What to work on:
Can you rewrite everything from the line containing "of the yellow" down to the end of the rows below, keeping every line of the rows and raising each x and y coordinate in the answers by 13?

Record set:
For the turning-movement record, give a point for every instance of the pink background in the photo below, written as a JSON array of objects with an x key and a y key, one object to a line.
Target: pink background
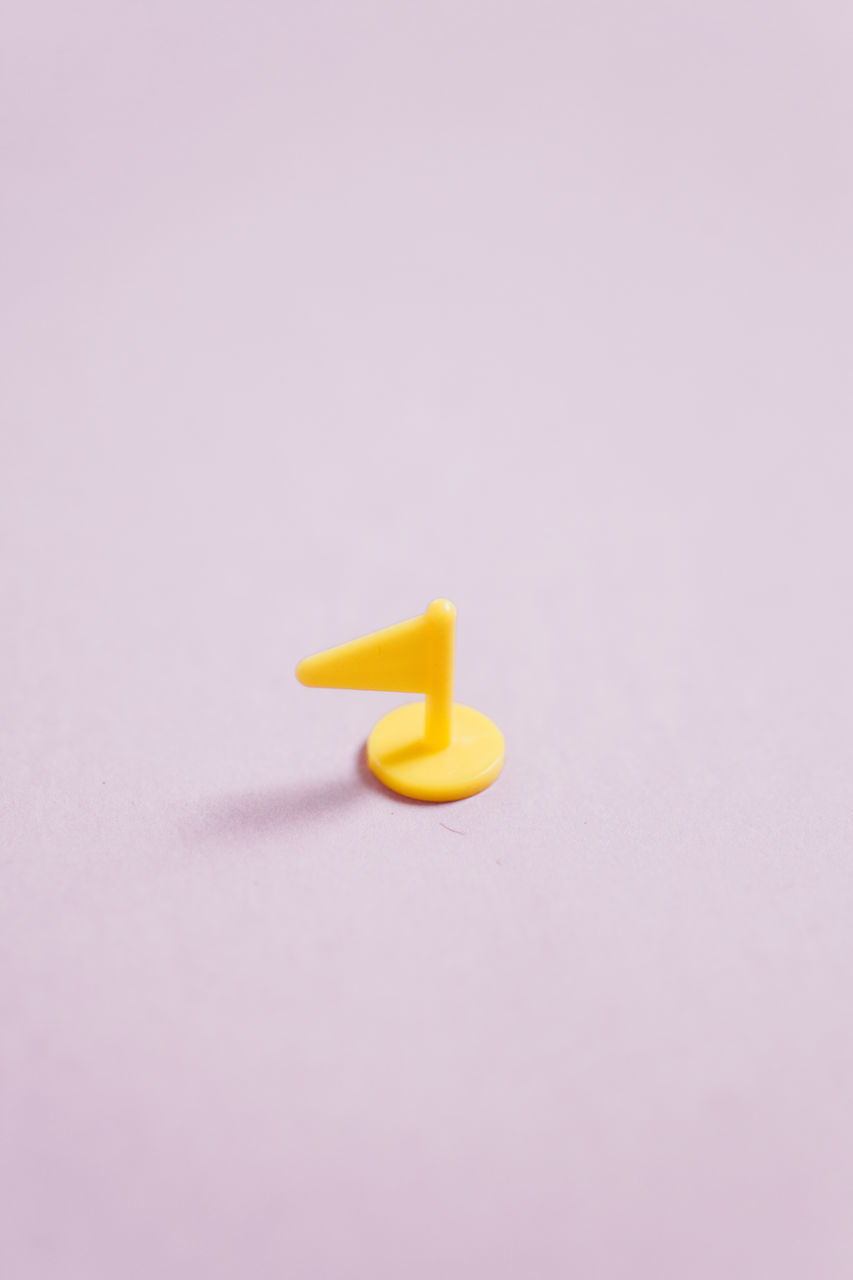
[{"x": 313, "y": 311}]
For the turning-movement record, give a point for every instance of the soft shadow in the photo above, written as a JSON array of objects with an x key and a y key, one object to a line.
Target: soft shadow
[
  {"x": 255, "y": 813},
  {"x": 372, "y": 782}
]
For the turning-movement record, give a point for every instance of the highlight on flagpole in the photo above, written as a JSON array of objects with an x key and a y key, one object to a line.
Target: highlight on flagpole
[{"x": 429, "y": 750}]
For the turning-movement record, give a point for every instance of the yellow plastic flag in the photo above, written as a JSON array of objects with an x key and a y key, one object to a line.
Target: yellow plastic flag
[{"x": 433, "y": 750}]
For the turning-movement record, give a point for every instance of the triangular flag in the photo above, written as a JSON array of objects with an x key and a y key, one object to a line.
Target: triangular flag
[{"x": 397, "y": 658}]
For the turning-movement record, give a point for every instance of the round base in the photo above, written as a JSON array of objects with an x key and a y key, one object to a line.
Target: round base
[{"x": 400, "y": 758}]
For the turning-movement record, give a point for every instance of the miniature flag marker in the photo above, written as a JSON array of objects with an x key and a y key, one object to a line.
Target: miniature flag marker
[{"x": 430, "y": 750}]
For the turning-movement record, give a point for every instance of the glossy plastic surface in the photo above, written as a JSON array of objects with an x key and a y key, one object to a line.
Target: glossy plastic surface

Expected output:
For the turning-movement record, give a point for every instance of the yellow plastic flag in the photo above, written as a JSON array of objects with an x key and a y key, one object to a line.
Target: yellow plastic flag
[{"x": 446, "y": 763}]
For the turning-movement record, give a point for every instance of the triangular flag in the photo above, written as a JSON array of objects with an x key and a y key, one object to a line.
Target: triangular flag
[{"x": 410, "y": 671}]
For the turning-movement record, give a point for every instance of the round base in the photo above, written as a JSON array of objects with an x key and a y key, one object to a line.
Target: round base
[{"x": 413, "y": 771}]
For the turning-movement record, give a point for every instance of the miniature flag marker in the photo above, written as a JSON array of objects with an x key and a y key, one object to a line.
Target: miniature flag marker
[{"x": 443, "y": 763}]
For the turning-movement record, give a point for every instance of the glossy plastic surface in the photo above, written as a JSON array of objects with an x key and a y key, one object to a line.
Target: glossy plastic surface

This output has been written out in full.